(begin)

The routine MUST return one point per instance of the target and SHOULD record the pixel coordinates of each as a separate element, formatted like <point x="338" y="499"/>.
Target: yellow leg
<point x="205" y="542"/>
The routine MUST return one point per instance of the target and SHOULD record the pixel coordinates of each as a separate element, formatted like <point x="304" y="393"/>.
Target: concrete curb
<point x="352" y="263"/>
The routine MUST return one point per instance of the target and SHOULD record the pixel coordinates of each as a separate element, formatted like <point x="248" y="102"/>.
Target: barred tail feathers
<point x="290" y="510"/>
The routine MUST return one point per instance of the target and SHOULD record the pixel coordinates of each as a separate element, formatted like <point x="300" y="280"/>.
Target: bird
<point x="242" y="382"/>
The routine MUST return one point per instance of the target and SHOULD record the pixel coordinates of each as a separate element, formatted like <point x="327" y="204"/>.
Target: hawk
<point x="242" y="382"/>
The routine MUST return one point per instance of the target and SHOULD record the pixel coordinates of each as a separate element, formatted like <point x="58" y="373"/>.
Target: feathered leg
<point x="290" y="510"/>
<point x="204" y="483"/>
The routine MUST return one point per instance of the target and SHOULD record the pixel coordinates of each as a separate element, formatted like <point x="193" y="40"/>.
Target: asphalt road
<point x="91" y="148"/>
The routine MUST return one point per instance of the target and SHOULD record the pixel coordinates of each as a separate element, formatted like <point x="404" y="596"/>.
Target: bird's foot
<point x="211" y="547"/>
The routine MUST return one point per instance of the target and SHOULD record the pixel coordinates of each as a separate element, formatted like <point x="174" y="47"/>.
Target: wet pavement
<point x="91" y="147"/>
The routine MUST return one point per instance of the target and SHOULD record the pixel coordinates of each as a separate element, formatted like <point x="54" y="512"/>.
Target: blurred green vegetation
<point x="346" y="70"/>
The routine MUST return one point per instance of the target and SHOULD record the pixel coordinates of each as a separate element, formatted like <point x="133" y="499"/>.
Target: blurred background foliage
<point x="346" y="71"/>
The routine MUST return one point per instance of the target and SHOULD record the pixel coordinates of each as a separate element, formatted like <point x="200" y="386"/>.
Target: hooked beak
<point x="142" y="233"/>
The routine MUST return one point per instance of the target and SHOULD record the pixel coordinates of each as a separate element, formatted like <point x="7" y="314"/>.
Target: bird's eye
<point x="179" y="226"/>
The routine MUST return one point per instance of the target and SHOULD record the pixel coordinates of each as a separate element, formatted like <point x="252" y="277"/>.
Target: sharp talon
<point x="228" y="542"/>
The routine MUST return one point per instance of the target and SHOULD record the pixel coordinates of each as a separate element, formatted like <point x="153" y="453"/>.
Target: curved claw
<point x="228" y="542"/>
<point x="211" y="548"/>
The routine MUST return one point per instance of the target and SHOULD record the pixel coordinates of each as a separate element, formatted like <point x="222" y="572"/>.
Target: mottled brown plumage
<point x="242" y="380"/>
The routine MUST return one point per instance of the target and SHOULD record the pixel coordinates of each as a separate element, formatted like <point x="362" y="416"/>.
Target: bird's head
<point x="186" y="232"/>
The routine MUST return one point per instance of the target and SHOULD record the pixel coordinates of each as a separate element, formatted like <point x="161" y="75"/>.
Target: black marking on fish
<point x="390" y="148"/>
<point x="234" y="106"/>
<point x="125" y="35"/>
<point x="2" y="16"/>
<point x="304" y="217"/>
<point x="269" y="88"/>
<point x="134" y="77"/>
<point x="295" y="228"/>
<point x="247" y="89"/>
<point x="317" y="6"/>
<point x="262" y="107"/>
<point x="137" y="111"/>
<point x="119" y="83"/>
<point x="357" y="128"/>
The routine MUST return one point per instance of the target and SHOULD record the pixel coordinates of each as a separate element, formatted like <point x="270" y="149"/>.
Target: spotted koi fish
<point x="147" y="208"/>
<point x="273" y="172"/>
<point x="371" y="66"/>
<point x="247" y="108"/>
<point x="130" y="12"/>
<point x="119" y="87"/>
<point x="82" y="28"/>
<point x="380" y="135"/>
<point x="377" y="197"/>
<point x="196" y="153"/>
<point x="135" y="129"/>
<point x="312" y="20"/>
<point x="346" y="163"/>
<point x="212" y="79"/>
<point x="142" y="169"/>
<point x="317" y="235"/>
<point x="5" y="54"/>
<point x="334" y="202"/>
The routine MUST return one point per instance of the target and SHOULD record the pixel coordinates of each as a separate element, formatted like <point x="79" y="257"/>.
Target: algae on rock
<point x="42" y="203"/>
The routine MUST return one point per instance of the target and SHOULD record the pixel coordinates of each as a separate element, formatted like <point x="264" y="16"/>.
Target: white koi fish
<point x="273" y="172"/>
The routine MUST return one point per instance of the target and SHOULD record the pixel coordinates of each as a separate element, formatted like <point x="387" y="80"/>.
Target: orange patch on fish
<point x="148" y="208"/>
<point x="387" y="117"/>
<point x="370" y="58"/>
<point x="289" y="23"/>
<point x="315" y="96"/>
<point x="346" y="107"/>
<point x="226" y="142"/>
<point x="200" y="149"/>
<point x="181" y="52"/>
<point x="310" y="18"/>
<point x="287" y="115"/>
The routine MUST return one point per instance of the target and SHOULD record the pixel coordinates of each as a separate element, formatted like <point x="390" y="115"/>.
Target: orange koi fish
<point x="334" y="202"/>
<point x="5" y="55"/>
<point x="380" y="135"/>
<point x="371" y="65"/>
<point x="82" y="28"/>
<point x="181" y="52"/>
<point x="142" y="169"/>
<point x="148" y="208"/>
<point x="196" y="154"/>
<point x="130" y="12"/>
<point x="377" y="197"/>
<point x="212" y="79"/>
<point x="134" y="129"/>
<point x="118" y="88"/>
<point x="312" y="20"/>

(end)

Goal: Output all of the material, please, exactly as it stands.

Written reply:
The routine MUST return one point per instance of the target and SHOULD record the pixel coordinates of each as a separate element, formatted like <point x="338" y="499"/>.
Target: yellow leg
<point x="205" y="542"/>
The routine MUST return one point per instance of the target and SHOULD record the pixel coordinates of each as a separate element, formatted like <point x="304" y="393"/>.
Target: concrete curb
<point x="352" y="263"/>
The routine MUST return one point per instance of the target and SHOULD record the pixel coordinates of each as a separate element, formatted like <point x="248" y="102"/>.
Target: barred tail feathers
<point x="290" y="510"/>
The routine MUST return one point per instance of the target and SHOULD record the pixel coordinates of each as a separate element, formatted like <point x="300" y="280"/>.
Target: bird
<point x="242" y="382"/>
The routine MUST return one point per instance of the target and SHOULD record the pixel coordinates of each as a separate element, formatted like <point x="327" y="204"/>.
Target: hawk
<point x="242" y="382"/>
The routine MUST return one point per instance of the target and SHOULD record the pixel coordinates of each as a separate element, formatted like <point x="58" y="373"/>.
Target: feathered leg
<point x="290" y="510"/>
<point x="204" y="483"/>
The routine MUST return one point per instance of the target and SHOULD record the pixel coordinates of each as a separate element, formatted like <point x="193" y="40"/>.
Target: asphalt road
<point x="91" y="148"/>
The routine MUST return one point per instance of the target and SHOULD record the pixel coordinates of each as a separate element, formatted like <point x="404" y="596"/>.
Target: bird's foot
<point x="211" y="547"/>
The routine MUST return one point per instance of the target and SHOULD record the pixel coordinates of each as a separate element, formatted like <point x="174" y="47"/>.
Target: wet pavement
<point x="91" y="147"/>
The routine MUST return one point per instance of the target and SHOULD record the pixel coordinates of each as a separate element, formatted like <point x="54" y="512"/>.
Target: blurred green vegetation
<point x="346" y="70"/>
The routine MUST return one point per instance of the target and SHOULD record the pixel coordinates of each as a separate element, formatted like <point x="133" y="499"/>.
Target: blurred background foliage
<point x="346" y="71"/>
The routine MUST return one point per instance of the target and SHOULD record the pixel coordinates of each as a separate element, formatted like <point x="200" y="386"/>.
Target: hooked beak
<point x="142" y="233"/>
The routine MUST return one point per instance of the target and SHOULD record the pixel coordinates of each as a separate element, formatted like <point x="7" y="314"/>.
Target: bird's eye
<point x="179" y="226"/>
The routine MUST return one point per instance of the target and SHOULD record the pixel coordinates of each as a separate element, formatted like <point x="252" y="277"/>.
Target: sharp talon
<point x="228" y="542"/>
The routine MUST return one point per instance of the target and SHOULD record the pixel coordinates of each as a separate element, formatted like <point x="153" y="453"/>.
Target: curved claw
<point x="228" y="542"/>
<point x="211" y="548"/>
The routine MUST return one point per instance of the target and SHOULD record the pixel coordinates of each as a separate element, formatted like <point x="222" y="572"/>.
Target: mottled brown plumage
<point x="242" y="380"/>
The routine MUST return one point per instance of the target and SHOULD record the pixel coordinates of each as a separate element, formatted like <point x="362" y="416"/>.
Target: bird's head
<point x="186" y="232"/>
The routine MUST return one point per instance of the target and SHOULD record the pixel coordinates of each as a separate element, formatted like <point x="161" y="75"/>.
Target: black marking on fish
<point x="390" y="148"/>
<point x="234" y="106"/>
<point x="125" y="35"/>
<point x="2" y="16"/>
<point x="304" y="217"/>
<point x="269" y="88"/>
<point x="134" y="77"/>
<point x="295" y="228"/>
<point x="247" y="89"/>
<point x="317" y="6"/>
<point x="262" y="107"/>
<point x="137" y="111"/>
<point x="119" y="83"/>
<point x="357" y="128"/>
The routine MUST return one point per instance of the target and SHOULD record the pixel coordinates of each as a separate element, formatted like <point x="270" y="149"/>.
Target: spotted koi fish
<point x="147" y="208"/>
<point x="273" y="172"/>
<point x="371" y="66"/>
<point x="247" y="108"/>
<point x="130" y="12"/>
<point x="119" y="87"/>
<point x="82" y="28"/>
<point x="380" y="135"/>
<point x="377" y="197"/>
<point x="196" y="153"/>
<point x="135" y="129"/>
<point x="312" y="20"/>
<point x="346" y="163"/>
<point x="212" y="79"/>
<point x="142" y="169"/>
<point x="317" y="235"/>
<point x="5" y="54"/>
<point x="334" y="202"/>
The routine MUST return one point per instance of the target and SHOULD record the pixel coordinates of each as a separate element, formatted like <point x="79" y="257"/>.
Target: algae on rock
<point x="42" y="203"/>
The routine MUST return one point per instance of the target and SHOULD record the pixel coordinates of each as a separate element, formatted like <point x="264" y="16"/>.
Target: white koi fish
<point x="273" y="172"/>
The routine MUST return one point per instance of the target and SHOULD record the pixel coordinates of each as a separate element, formatted like <point x="387" y="80"/>.
Target: orange patch on fish
<point x="148" y="208"/>
<point x="387" y="117"/>
<point x="370" y="58"/>
<point x="289" y="23"/>
<point x="315" y="96"/>
<point x="346" y="107"/>
<point x="226" y="142"/>
<point x="200" y="149"/>
<point x="181" y="52"/>
<point x="310" y="18"/>
<point x="287" y="115"/>
The routine MUST return one point per instance of the target and SHOULD record the pixel coordinates of each as a separate element, formatted like <point x="390" y="115"/>.
Target: orange koi fish
<point x="334" y="202"/>
<point x="5" y="55"/>
<point x="380" y="135"/>
<point x="371" y="65"/>
<point x="82" y="28"/>
<point x="181" y="52"/>
<point x="142" y="169"/>
<point x="148" y="208"/>
<point x="196" y="154"/>
<point x="130" y="12"/>
<point x="377" y="197"/>
<point x="212" y="79"/>
<point x="134" y="129"/>
<point x="118" y="88"/>
<point x="312" y="20"/>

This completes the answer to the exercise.